Required work :: Once the data has been read, restate all of it exactly.

Data extracts ::
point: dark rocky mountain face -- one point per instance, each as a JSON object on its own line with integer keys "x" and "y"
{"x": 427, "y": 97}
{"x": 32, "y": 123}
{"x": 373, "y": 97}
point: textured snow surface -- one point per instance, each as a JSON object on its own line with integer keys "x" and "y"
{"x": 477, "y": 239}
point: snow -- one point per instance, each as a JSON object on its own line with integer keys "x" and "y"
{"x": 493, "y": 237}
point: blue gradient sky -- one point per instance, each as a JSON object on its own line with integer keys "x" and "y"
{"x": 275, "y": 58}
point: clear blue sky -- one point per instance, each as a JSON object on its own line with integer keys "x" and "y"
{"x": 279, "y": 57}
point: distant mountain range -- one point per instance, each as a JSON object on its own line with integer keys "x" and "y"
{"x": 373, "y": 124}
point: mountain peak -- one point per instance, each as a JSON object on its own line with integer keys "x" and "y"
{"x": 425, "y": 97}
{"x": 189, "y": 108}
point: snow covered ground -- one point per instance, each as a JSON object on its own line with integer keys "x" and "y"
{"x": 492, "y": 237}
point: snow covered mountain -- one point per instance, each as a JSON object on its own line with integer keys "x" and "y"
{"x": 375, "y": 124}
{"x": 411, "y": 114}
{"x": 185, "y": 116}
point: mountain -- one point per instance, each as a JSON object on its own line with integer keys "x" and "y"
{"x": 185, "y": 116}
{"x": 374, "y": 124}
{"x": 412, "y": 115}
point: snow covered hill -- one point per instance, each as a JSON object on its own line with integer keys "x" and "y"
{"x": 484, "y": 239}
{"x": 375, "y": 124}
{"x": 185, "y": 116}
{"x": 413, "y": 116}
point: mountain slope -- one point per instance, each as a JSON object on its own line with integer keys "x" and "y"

Answer to this exercise ::
point: dark rocky mountain face -- one point per instance, each as a JSON object on its own line with integer keys "x" and "y"
{"x": 427, "y": 97}
{"x": 32, "y": 123}
{"x": 373, "y": 97}
point: textured snow surface -- one point per instance, each as a JSON object on its own line with integer keys "x" and "y"
{"x": 477, "y": 239}
point: snow -- one point per instance, each as a JSON object on its own line with integer keys "x" and "y"
{"x": 493, "y": 237}
point: blue gradient sky -- one point per instance, each as a JSON object on its own line with integer keys "x" and "y"
{"x": 275, "y": 58}
point: clear blue sky -- one point per instance, each as a JSON object on its own line with integer keys "x" and "y"
{"x": 279, "y": 57}
point: distant mountain range -- one point per instance, each as a JSON object on its own line with integer keys "x" and "y"
{"x": 373, "y": 124}
point: mountain peak -- one point per instance, each as a JSON object on its own line with integer keys "x" and "y"
{"x": 425, "y": 97}
{"x": 189, "y": 108}
point: snow covered ground -- one point per instance, each as a JSON object on its own line with integer keys "x" and "y"
{"x": 492, "y": 237}
point: snow covered mountain -- one point per instance, each as a JSON object on its own line with integer keys "x" and "y"
{"x": 375, "y": 124}
{"x": 411, "y": 114}
{"x": 185, "y": 116}
point: mountain -- one point per instance, each as a JSON object on its own line with integer keys "x" and "y"
{"x": 185, "y": 116}
{"x": 374, "y": 124}
{"x": 412, "y": 115}
point: snow covered hill -- one point per instance, each as a JSON object on its own line with integer keys "x" and "y"
{"x": 484, "y": 239}
{"x": 375, "y": 124}
{"x": 185, "y": 116}
{"x": 413, "y": 116}
point: mountain slope -- one point per instance, each as a JSON object on its own line with integer keys "x" and "y"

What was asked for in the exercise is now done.